__WHAT THE TASK ASKS__.
Write out all entries word for word.

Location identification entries
____
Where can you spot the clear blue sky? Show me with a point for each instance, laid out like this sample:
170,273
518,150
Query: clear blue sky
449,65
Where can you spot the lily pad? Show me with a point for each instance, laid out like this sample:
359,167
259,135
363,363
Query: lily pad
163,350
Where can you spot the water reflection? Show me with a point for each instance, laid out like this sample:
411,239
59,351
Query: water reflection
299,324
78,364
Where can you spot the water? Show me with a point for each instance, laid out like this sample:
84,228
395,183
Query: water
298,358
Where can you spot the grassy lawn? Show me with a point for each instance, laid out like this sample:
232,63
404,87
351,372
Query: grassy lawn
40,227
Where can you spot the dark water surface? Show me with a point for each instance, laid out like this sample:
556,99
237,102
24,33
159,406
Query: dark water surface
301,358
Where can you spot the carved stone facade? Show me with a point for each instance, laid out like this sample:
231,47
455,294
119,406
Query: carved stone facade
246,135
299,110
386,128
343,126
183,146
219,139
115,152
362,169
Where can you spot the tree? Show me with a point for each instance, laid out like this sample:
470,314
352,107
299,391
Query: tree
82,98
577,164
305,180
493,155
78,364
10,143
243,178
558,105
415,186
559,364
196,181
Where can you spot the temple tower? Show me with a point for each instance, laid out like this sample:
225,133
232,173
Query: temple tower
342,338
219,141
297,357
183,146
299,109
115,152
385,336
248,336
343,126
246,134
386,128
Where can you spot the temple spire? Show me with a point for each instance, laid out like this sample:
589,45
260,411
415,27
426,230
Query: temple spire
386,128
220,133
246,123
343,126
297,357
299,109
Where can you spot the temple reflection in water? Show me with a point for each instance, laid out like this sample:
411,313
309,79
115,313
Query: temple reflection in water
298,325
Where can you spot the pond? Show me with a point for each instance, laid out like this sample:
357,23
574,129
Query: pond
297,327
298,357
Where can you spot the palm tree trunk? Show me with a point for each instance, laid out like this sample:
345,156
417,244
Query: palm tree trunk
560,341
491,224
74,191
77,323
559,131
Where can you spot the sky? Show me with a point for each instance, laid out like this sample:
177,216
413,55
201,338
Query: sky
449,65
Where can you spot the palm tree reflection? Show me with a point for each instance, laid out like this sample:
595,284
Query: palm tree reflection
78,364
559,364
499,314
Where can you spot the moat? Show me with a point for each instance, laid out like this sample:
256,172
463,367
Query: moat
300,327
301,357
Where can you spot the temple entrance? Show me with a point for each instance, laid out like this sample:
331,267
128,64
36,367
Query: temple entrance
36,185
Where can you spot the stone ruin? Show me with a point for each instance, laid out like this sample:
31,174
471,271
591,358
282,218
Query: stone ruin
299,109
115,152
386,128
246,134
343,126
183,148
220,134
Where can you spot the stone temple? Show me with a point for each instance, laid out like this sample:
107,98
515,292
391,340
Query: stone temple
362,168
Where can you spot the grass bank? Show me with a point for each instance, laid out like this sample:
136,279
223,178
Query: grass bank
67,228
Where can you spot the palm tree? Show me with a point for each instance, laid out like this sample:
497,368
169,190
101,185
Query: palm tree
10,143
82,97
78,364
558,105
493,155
____
__RESPONSE__.
Where can you spot the clear blue sky? Show me with a point for each instance, laid out like this sample:
170,273
518,150
Query: clear blue sky
449,65
Where can you spot the lily pad? Show me with a point for each instance, laid out like this sample:
359,167
259,135
363,363
Query: lily pad
163,350
Where can you spot the water reflection? Show me with a point for each instance, laid out like this sample:
411,239
59,351
Query: water reflection
299,324
78,364
Where can you spot the water? Show me with a point for each instance, laid out like this sample:
84,228
395,183
Query: water
298,358
Where can you spot the grassy lawn? Show me with a point for each instance, laid out like this sample:
232,63
404,87
351,372
Query: grassy lawn
40,227
Where can you spot the dark water surface? Show me with a point for each instance, laid out like this sample:
556,99
237,102
24,33
159,406
Query: dark water surface
301,358
Where can you spot the carved stone facade? Show me with a point for each instance, laid out like this sample:
231,47
455,294
119,406
Query: carved stone facade
246,135
299,110
386,128
343,126
183,146
219,139
115,152
362,169
Where can you spot the tree? Show me with a point for each instance, laid out like this sample:
470,314
352,107
299,391
Query: tree
82,98
577,164
305,180
493,155
78,364
10,143
243,178
558,105
415,186
559,364
196,181
Where can you spot the temple tower? Show me with a point for each instance, laid out like this sample:
225,133
232,173
Query: temple tower
342,338
219,141
297,357
183,146
299,109
115,152
385,336
248,336
343,126
246,134
386,128
Where can you spot the temple spire? Show me with a point for each instance, laid out like this sample:
589,45
260,411
415,27
426,230
Query: temple spire
386,128
220,133
246,123
343,126
297,357
299,109
Where can you spot the temple reflection in water? Show me with a point for each instance, laid out like this sample:
411,313
309,79
115,313
Query: temple reflection in water
298,325
Where can you spot the pond? Show me with a point for each instance, laid out like this sample:
357,23
574,129
Query: pond
297,327
298,357
Where can you spot the palm tree trunk? Show me with a point for each instance, laid out like this sample:
345,156
417,244
Query: palm tree trunk
560,341
491,224
74,191
77,323
559,131
Where can you spot the sky? Show me with a point for each instance, laid out like this sample:
177,216
413,55
201,338
Query: sky
449,65
Where can you spot the palm tree reflection? Show me with a point for each instance, laid out like this sample:
595,284
Query: palm tree reflection
78,364
559,364
499,314
Where can you spot the moat? Show me with a point for each instance, laid out like this sample:
256,172
463,367
Query: moat
300,327
301,357
Where can you spot the temple entrance? Show me with a point for each instance, laid out like this sample:
331,267
128,64
36,367
Query: temple entrance
36,185
Where can you spot the stone ruin? Show me with a point for each instance, laid out like this sample:
31,174
471,271
591,358
282,218
Query: stone ruin
299,109
115,152
386,128
246,134
343,126
183,148
220,134
Where can you spot the stone temple? Show me with a point for each instance, laid out like this sample:
107,98
515,292
391,340
Query: stone temple
362,168
Where can you spot the grass bank? Show me with a point for each instance, laid out like this sample:
136,279
223,178
Query: grass bank
67,228
Where can you spot the palm tree? Show me with a point for each instance, laid out like this sample:
497,368
169,190
101,185
Query: palm tree
10,143
82,97
78,364
558,105
493,155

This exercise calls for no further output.